§ Extracted information
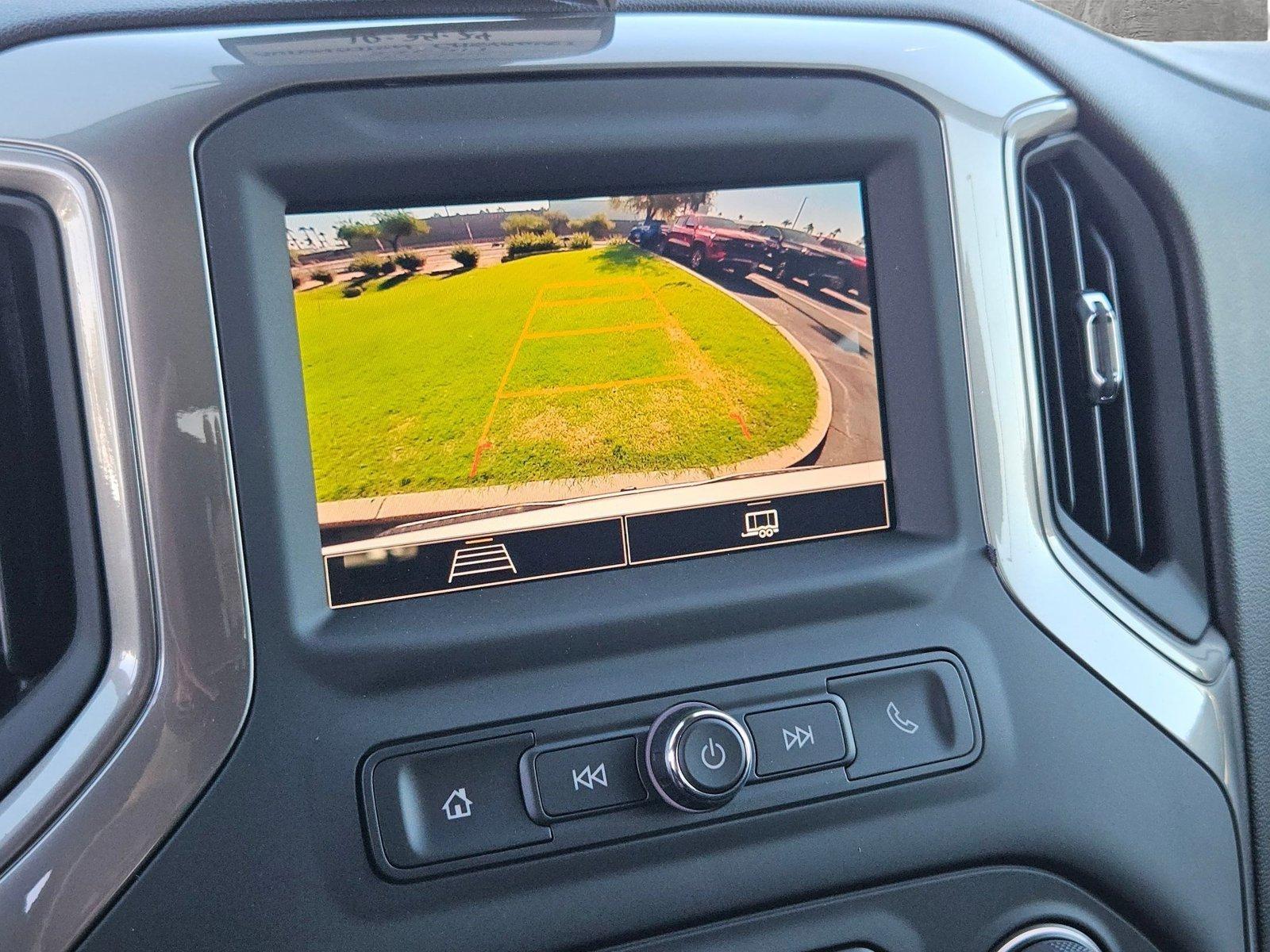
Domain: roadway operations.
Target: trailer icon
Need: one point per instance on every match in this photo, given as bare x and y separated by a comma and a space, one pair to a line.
762, 524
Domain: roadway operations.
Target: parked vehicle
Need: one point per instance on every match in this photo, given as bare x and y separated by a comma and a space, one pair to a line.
648, 234
709, 241
822, 263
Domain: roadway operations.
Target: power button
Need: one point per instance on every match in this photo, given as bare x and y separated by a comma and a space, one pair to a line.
713, 755
698, 757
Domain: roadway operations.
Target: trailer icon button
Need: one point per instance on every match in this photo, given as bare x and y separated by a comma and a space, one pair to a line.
761, 524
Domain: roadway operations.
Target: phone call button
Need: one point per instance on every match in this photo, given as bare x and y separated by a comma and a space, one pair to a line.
906, 717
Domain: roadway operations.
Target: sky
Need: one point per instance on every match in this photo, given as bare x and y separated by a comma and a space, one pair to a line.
827, 207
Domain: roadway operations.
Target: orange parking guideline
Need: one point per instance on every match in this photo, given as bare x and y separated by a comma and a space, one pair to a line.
667, 323
673, 321
572, 301
584, 332
605, 385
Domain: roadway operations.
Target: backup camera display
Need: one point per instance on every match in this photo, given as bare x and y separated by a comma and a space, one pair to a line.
522, 390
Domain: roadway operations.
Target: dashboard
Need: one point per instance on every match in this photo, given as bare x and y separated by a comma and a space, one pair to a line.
715, 479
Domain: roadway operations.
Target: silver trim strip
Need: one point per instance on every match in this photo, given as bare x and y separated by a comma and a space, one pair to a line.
99, 801
133, 213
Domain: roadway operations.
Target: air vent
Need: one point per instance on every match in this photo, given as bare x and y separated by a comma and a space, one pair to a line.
1109, 355
1079, 308
51, 634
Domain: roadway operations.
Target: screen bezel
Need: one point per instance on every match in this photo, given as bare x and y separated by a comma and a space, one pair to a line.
327, 150
670, 497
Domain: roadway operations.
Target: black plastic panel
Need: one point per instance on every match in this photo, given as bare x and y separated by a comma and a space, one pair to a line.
52, 628
893, 757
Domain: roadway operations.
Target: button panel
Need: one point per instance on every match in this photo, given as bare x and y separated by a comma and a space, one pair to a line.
797, 738
444, 805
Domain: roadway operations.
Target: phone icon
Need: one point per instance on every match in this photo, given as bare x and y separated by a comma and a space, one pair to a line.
899, 720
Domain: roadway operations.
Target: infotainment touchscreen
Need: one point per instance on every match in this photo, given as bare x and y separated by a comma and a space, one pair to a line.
511, 391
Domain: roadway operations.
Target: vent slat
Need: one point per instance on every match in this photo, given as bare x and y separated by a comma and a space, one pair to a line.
1047, 313
1124, 499
1091, 446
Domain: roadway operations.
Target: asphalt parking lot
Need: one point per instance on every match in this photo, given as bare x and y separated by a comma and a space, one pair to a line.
837, 330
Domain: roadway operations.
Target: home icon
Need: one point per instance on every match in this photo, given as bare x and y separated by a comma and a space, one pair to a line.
457, 805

§ Task requirements
As you output the material, omit the pictures but alter nothing else.

§ Answer for this exercise
Domain: roadway operations.
Target: trailer icon
Need: one point per instance on every match in this photo, given as bare x and y separated by a comma and a space, one pair to a line.
762, 524
Domain: roadway operations.
Target: parked vehicle
Need: one point per instance on every match in this photo, given as bare x and y separated by a comma and a space, one pair to a line.
648, 234
709, 241
822, 263
Domain: roadway operations.
Target: power button
Need: one point per instance on every match in this photo, given as bare x and y separated by a comma and a space, one pair to a line.
713, 755
698, 757
Domain: roadway operations.
Target: trailer icon button
Need: one point per instance on every match in this photo, given as bare x and y separated by a comma and a space, one pair to a line.
761, 524
Domain: roadway operations.
Target: phone call button
Need: one point per instance on every match in this photo, given as bare x and y separated by a comma and a space, one pair to a line.
906, 717
Domain: roadway operations.
Target: sky
Need: one point per instance on every match in this photo, given as bare x and y separated by a comma and a space, one pair to a line.
827, 207
Domain: roadway operations.
Target: orange parking guideline
Need: one point per instance on every match in this photo, given as bare x and y separated by a comma and a space, one pair to a line.
667, 323
673, 321
572, 301
584, 332
605, 385
Domain: roadway operations.
Target: backup camera display
Need: one point per instance on every match in this photo, given as bare x and y separated by a comma and a space, one pair to a line.
522, 390
Domain: roadway operations.
Target: dashboard
Need: one point per instance on every match in this photo, given as bare x and y separated by a comma and a space, one pair to a line.
715, 479
Domain: roadway operations.
Target: silver trim strip
Need: one point per instance on every match in this photo, given as bare x and y separated by a comma and a space, one pair to a line.
99, 801
133, 213
Domain: roadway operations.
Target: air vent
Need: one point per instance on every match in this photo, given as bare x and y separated by a comma and a space, one pair to a line.
1109, 355
1079, 308
51, 634
Domain: roadway operations.
Target: screen bezel
Need: one point per instance on every match in this photo, given as bare x and y separated by a comma and a space, one pair to a line.
327, 150
670, 497
Domain: roadway operations.
Target: black plastic panel
Need: one point per instance on every match in this photo, given as bare x and y separated by a comma and a space, one pair to a line.
52, 628
893, 757
Domain: roadway operations.
Target: button panel
Need: one point per instance on every match in this photo, given as bare x and y separated by a comma and a space, one pair to a line.
797, 738
444, 805
Domain: roadway operations.
Target: phone icon
Need: one point per instance on every match in this photo, given as bare x and y separated by a comma and a space, one pair to a line.
899, 720
Domain: roadway operations.
Target: infotainment touchscreen
Need: one point per instance on every match in this photo, given as bare x and y separated by a comma and a space, one pair to a line.
511, 391
Domain: roadway operations.
Target: vent slat
Need: one point per instance on every match in this photo, given as bare x and y separated by a comma and a space, one pair to a line.
1047, 313
1124, 499
1091, 446
Domain: roadway operations.
Target: asphalt parking lot
Need: one point per instance on every match in this photo, given as bare x and y separated by a comma and a space, one pair to a line.
837, 330
Domain: roadway operations.
Target: home icon
Need: one point per instance on every match in this photo, given as bare x and y separated by a comma and a space, one pair to a line.
457, 805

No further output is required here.